Challenge:
Reproduce word for word the lines of the records from the line that contains "Where can you spot the sheer" through the last line of the records, including both ends.

Location labeling records:
* START *
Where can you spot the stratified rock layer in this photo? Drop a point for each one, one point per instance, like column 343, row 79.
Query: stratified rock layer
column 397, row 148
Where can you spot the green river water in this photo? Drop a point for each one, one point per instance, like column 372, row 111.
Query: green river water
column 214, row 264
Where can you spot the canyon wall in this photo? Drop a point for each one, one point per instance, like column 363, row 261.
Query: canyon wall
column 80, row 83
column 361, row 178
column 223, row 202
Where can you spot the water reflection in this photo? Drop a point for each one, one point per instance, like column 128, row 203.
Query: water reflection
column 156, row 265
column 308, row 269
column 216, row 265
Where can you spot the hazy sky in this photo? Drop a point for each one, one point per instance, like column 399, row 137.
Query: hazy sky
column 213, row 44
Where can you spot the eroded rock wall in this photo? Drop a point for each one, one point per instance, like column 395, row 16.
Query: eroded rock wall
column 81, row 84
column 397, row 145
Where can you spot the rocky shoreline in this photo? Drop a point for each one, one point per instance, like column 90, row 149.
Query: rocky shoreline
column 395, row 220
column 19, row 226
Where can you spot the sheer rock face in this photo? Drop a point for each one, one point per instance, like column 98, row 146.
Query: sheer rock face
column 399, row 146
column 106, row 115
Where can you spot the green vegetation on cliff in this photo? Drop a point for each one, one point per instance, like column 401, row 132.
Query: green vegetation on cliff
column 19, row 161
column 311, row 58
* END *
Output:
Where can you spot the sheer rock face in this photo? Drop a point for each one, one point per instance, like column 98, row 146.
Query: sheer rock face
column 399, row 146
column 106, row 115
Where can you spot the green vegetation on cliff in this photo? Drop a point for each one, one point per instance, like column 401, row 132.
Query: green vegetation on cliff
column 19, row 161
column 311, row 58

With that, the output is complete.